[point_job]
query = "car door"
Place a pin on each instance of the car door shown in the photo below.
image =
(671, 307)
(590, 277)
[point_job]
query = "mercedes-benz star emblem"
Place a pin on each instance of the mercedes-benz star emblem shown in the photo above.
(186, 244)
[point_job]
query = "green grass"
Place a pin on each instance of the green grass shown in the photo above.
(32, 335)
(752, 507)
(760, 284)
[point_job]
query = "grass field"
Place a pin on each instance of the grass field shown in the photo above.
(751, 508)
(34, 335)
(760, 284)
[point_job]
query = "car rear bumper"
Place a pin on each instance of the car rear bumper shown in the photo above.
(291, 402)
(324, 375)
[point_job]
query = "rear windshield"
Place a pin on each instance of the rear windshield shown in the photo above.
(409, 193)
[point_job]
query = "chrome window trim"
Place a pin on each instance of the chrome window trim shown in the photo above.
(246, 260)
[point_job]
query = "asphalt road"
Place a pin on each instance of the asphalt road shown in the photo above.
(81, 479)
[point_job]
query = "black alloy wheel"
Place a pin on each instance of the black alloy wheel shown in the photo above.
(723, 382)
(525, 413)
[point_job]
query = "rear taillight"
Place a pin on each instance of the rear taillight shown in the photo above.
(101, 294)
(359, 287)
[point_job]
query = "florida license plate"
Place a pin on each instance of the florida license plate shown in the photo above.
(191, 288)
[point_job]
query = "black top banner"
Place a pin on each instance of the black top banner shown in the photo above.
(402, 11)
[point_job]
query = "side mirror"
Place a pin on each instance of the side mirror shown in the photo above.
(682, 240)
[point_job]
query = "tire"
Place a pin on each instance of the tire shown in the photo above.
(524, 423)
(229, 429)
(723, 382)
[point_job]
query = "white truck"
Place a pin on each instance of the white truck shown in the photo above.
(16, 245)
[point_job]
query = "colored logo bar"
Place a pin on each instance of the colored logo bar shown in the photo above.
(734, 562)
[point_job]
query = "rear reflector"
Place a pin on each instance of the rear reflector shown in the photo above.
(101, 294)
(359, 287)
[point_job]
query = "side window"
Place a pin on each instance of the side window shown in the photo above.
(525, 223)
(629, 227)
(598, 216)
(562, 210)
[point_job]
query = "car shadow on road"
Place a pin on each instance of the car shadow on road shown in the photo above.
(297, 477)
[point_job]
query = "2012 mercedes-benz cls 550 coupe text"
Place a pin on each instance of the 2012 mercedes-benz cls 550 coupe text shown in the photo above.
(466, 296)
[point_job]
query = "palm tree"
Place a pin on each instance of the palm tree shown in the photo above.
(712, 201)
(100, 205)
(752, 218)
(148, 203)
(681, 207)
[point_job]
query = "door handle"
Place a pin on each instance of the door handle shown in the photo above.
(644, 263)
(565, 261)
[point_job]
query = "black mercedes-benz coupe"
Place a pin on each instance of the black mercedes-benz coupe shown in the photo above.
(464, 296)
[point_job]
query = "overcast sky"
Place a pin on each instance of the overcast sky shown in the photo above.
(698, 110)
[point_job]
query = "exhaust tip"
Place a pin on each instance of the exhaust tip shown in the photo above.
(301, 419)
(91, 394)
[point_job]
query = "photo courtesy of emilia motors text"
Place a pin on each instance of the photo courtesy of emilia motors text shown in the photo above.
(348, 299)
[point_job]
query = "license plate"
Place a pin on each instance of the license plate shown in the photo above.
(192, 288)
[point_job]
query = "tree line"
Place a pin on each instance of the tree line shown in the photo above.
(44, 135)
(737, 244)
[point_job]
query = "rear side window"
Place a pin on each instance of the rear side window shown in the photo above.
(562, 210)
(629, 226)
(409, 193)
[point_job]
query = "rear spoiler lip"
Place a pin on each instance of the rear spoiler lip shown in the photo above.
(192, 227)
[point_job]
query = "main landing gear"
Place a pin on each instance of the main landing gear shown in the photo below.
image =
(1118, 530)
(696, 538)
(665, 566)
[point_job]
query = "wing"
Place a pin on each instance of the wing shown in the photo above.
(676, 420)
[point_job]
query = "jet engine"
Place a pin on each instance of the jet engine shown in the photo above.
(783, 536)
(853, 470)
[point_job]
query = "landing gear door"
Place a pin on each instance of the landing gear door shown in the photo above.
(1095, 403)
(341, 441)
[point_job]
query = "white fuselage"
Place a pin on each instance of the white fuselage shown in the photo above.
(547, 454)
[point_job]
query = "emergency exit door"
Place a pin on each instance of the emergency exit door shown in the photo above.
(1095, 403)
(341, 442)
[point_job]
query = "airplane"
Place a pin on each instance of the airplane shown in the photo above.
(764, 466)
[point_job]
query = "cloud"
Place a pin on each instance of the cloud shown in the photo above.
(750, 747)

• • •

▶ WHAT IS REQUIRED
Return every entry exactly as given.

▶ EXERCISE RESULT
[point_job]
query = "car door"
Place a pin on each instance of the car door shown in the photo below.
image =
(671, 307)
(590, 277)
[point_job]
query = "mercedes-benz star emblem"
Place a pin on each instance of the mercedes-benz star emblem shown in the photo above.
(186, 244)
[point_job]
query = "green grass"
Place a pin on each instance of the green grass shown in the photo above.
(32, 335)
(752, 507)
(760, 284)
[point_job]
query = "grass field"
Place a pin on each instance of the grass field shown in the photo above.
(751, 508)
(34, 335)
(760, 284)
[point_job]
query = "car rear bumper"
Place a pin on each instance of the car rear bumper shown in the photo above.
(291, 402)
(324, 375)
[point_job]
query = "rear windshield"
Place a pin on each instance of the rear windshield shown in the photo above.
(409, 193)
[point_job]
query = "chrome window trim"
Place a pin on each instance of the chrome window trim shown in the photo above.
(246, 260)
[point_job]
query = "asphalt road"
Place a pin on each instance of the asphalt road shown in the photo above.
(81, 479)
[point_job]
query = "black alloy wheel"
Place a pin on each instance of the black alloy wheel shown in the photo above.
(723, 382)
(525, 413)
[point_job]
query = "rear taillight"
Place a pin on each instance of the rear taillight shown in the photo above.
(101, 294)
(359, 287)
[point_job]
query = "florida license plate"
Place a pin on each instance of the florida license plate shown in the photo above.
(191, 288)
[point_job]
query = "black top banner"
Place a pin on each instance of the black top banner shown in the photo above.
(402, 11)
[point_job]
query = "side mirror"
Place a pin on each instance of the side mirror shown in the photo above.
(682, 240)
[point_job]
query = "tire"
Place a pin on each instance of the tire shown in the photo above.
(524, 423)
(229, 429)
(723, 382)
[point_job]
query = "white truck"
Place a pin on each instance of the white truck shown in the photo above.
(16, 245)
[point_job]
query = "colored logo bar"
Place a pin on each instance of the colored logo bar shown in the photo above.
(734, 562)
[point_job]
query = "rear reflector"
Place a pin on each instance of the rear reflector shown in the photo above.
(101, 294)
(359, 287)
[point_job]
query = "side window"
Place a pin on each instance of the side window shown in the photo above.
(525, 223)
(629, 227)
(598, 216)
(562, 210)
[point_job]
query = "car shadow on road"
Place a pin on each instance of the car shadow on road shown in the photo above.
(297, 477)
[point_job]
query = "2012 mercedes-benz cls 550 coupe text"
Place a pin on each instance of the 2012 mercedes-benz cls 550 coupe text shown in the photo above.
(466, 296)
[point_job]
query = "palm tree"
Place a pin on each instance of the palm tree shown in the photo above.
(712, 201)
(100, 205)
(752, 218)
(148, 203)
(681, 207)
[point_job]
query = "door handle"
Place a pin on each instance of the door handle shown in the photo above.
(644, 263)
(565, 261)
[point_job]
query = "black mercedes-benz coupe"
Place a pin on each instance of the black mercedes-benz coupe shown in the photo above.
(464, 296)
[point_job]
query = "overcast sky"
Place a pin on each instance of the overcast sky shown in the photo above.
(698, 110)
[point_job]
query = "exhaust tip"
Place a pin on each instance of the exhaust tip shown in the photo above.
(301, 419)
(91, 394)
[point_job]
query = "photo courtesy of emilia motors text"
Place a pin on each instance of the photo courtesy of emilia motors text shown in the photo above.
(348, 299)
[point_job]
query = "license plate"
Place a pin on each instance of the license plate shown in the photo above.
(192, 288)
[point_job]
query = "tree line"
Place a pin on each instance of the tree line shown in the photo above.
(44, 135)
(737, 244)
[point_job]
query = "rear side window"
Place a pin on each instance of the rear side window shown in the photo above.
(562, 210)
(629, 226)
(409, 193)
[point_job]
query = "rear spoiler lip"
Place a pin on each instance of the rear spoiler lip shown in the photo above.
(192, 227)
[point_job]
query = "main landing gear"
Place a pin on each instance of the main landing gear shown in the photo below.
image =
(1118, 530)
(696, 538)
(665, 566)
[point_job]
query = "wing"
Place a pin on each instance of the wing shown in the photo above.
(676, 420)
[point_job]
query = "jet engine"
Place a pin on each instance of the jet engine shown in the photo above.
(783, 536)
(853, 470)
[point_job]
query = "landing gear door"
Place a pin on each instance of the landing gear door shown in the photo above.
(1095, 403)
(341, 441)
[point_job]
query = "white fuselage"
Place a pin on each instance of the white fuselage shown in the photo above.
(547, 454)
[point_job]
query = "emergency exit door"
Place a pin on each instance of the emergency exit door shown in the photo above.
(1095, 403)
(341, 442)
[point_job]
query = "airplane"
Place a pin on each instance of the airplane shown in the photo above.
(764, 466)
[point_job]
query = "cloud"
Place a pin on each instance of the cloud shown in the photo above.
(750, 747)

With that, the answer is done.